Obligations de garder la paix – section 810.011 du Code criminel
Les obligations de garder la paix (plus techniquement, “engagement assorti de conditions”) sont essentiellement des ordonnances restrictives. Elles sont relativement courantes dans un contexte non-terroriste. Après les attentats du 11 septembre 2001, les obligations de garder la paix ont été étendues à un contexte de terrorisme. La section 810.011 du Code criminel stipule que “quiconque a des motifs raisonnables de craindre la possibilité qu’une personne commette une infraction de terrorisme peut, avec le consentement du/de la procureur.e général.e, déposer une dénonciation devant un.e juge d’une cour provinciale.”
Le/la juge peut ordonner ordonner que la personne contracte l’engagement, avec ou sans caution, de ne pas troubler l’ordre public et d’avoir une bonne conduite pour une période maximale de douze mois. Si la personne a déjà été reconnue coupable d’une infraction de terrorisme, le/la juge peut lui ordonner de contracter l’engagement pour une période maximale de cinq ans. Si la personne omet ou refuse de contracter un engagement, le/la juge peut lui infliger une peine de prison maximale de douze mois.

→ À faire: Recopiez sans rien changer le passage de l'extrait cité ci-dessus qui commence aux mots « Le/la juge peut ordonner » et se termine après « prison maximale de douze mois. ».

→ Données affichées:
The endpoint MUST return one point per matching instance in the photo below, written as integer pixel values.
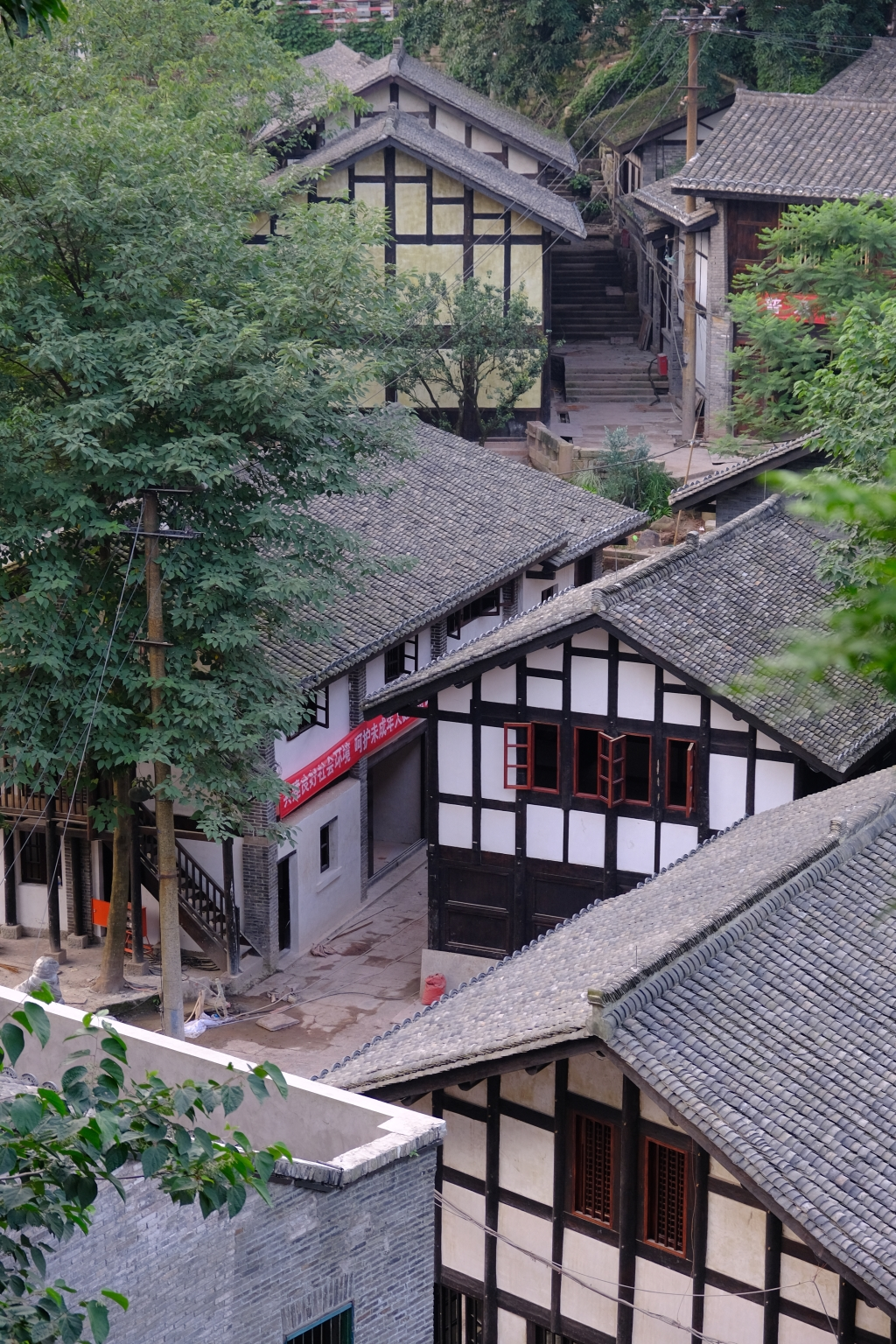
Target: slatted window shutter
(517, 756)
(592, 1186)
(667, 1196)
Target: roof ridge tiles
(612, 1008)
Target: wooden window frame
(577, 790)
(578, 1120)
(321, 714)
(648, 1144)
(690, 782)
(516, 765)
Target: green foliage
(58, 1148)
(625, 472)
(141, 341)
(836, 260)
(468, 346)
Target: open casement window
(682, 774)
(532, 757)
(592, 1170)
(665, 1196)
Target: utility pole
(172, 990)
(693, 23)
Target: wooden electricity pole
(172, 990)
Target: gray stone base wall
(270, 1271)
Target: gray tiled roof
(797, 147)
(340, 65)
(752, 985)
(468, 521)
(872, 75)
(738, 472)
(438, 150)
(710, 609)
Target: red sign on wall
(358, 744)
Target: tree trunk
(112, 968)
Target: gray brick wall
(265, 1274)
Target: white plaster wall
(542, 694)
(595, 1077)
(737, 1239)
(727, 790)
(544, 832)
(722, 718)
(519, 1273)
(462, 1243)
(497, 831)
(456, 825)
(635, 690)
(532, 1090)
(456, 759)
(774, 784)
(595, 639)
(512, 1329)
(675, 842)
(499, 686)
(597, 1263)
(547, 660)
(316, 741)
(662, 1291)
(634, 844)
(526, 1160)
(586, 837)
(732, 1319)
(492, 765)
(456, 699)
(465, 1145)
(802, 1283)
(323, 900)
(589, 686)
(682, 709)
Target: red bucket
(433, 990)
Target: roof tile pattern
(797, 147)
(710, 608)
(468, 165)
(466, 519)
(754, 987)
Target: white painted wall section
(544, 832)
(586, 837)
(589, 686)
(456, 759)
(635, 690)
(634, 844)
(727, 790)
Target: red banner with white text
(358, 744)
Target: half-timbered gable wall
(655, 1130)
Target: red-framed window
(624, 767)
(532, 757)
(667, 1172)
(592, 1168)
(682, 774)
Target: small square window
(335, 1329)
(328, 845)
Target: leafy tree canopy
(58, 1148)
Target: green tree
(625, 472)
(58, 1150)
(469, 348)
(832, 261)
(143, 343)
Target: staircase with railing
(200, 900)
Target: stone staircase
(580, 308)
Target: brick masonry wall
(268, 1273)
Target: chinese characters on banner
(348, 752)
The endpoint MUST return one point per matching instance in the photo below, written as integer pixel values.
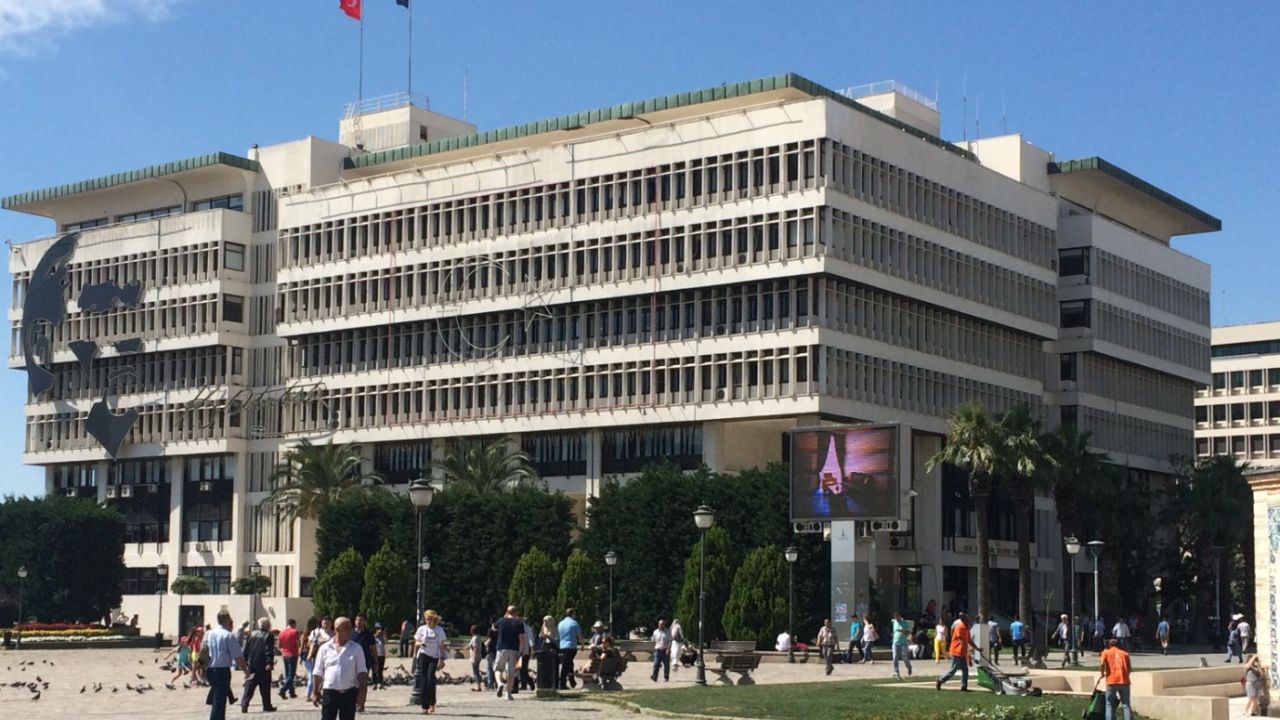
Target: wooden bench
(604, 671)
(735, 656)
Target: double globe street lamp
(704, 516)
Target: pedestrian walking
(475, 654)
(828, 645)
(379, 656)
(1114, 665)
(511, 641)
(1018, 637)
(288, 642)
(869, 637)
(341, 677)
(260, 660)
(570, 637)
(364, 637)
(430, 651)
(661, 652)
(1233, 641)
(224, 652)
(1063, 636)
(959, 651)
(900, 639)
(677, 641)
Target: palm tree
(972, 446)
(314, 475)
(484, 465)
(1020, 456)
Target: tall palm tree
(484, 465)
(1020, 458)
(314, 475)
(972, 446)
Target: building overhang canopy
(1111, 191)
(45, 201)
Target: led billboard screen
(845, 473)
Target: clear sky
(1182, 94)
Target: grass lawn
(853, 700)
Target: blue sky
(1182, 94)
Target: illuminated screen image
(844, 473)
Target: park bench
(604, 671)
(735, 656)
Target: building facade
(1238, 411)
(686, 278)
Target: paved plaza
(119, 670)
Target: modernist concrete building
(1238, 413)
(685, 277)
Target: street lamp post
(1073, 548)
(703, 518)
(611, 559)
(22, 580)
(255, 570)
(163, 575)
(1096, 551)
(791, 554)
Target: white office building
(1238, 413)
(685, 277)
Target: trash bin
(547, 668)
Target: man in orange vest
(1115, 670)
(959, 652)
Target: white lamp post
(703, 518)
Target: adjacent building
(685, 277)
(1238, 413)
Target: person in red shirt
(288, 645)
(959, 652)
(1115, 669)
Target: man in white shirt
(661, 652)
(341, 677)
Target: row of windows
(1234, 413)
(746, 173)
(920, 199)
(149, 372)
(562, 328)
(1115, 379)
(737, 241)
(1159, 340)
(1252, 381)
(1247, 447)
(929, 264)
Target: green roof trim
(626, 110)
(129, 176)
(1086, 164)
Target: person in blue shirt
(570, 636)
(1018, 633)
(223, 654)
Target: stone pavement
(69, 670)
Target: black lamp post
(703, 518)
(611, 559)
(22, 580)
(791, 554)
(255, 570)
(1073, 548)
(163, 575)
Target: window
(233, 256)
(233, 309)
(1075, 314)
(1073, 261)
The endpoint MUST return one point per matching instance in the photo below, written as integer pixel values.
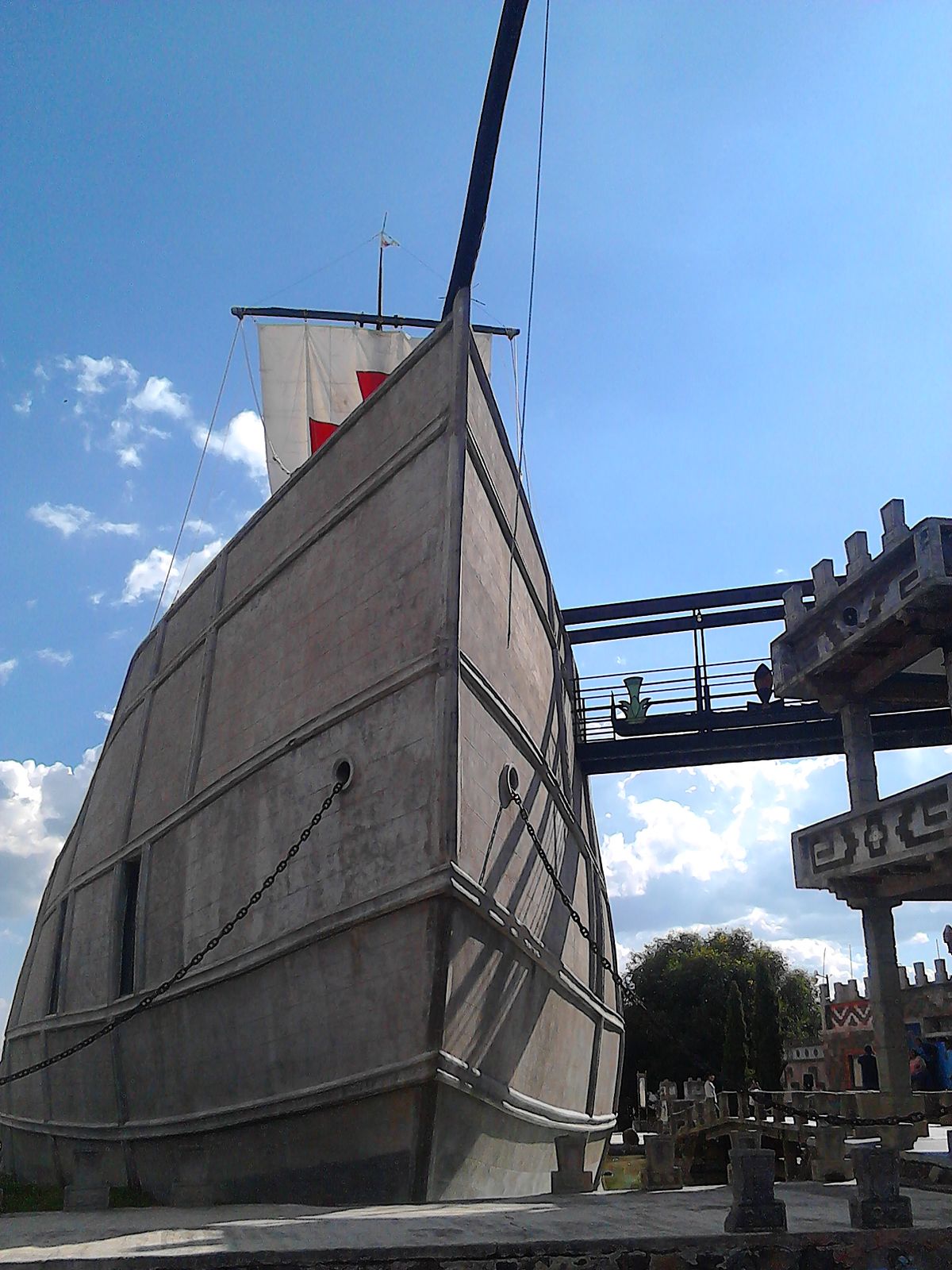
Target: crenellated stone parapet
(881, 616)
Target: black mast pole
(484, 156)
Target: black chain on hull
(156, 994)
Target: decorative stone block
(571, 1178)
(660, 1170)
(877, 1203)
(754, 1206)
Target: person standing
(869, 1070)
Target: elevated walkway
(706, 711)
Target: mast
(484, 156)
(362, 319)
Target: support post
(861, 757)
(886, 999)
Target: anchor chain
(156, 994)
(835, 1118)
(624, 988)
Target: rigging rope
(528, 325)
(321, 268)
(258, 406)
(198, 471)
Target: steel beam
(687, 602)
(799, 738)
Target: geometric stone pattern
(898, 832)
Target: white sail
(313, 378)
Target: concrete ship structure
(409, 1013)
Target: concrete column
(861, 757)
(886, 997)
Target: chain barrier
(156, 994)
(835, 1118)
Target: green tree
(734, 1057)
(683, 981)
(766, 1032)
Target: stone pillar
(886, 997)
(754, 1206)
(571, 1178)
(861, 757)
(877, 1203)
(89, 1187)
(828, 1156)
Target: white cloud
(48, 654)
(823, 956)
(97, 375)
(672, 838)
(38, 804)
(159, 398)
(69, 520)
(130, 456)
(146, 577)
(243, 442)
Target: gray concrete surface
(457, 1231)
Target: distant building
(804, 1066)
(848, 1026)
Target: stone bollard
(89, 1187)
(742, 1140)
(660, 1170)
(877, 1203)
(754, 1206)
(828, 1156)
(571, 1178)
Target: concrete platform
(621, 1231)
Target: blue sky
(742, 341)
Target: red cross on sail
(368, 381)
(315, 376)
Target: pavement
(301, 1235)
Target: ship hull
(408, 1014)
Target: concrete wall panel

→ Solution proposée:
Le/la juge peut ordonner ordonner que la personne contracte l’engagement, avec ou sans caution, de ne pas troubler l’ordre public et d’avoir une bonne conduite pour une période maximale de douze mois. Si la personne a déjà été reconnue coupable d’une infraction de terrorisme, le/la juge peut lui ordonner de contracter l’engagement pour une période maximale de cinq ans. Si la personne omet ou refuse de contracter un engagement, le/la juge peut lui infliger une peine de prison maximale de douze mois.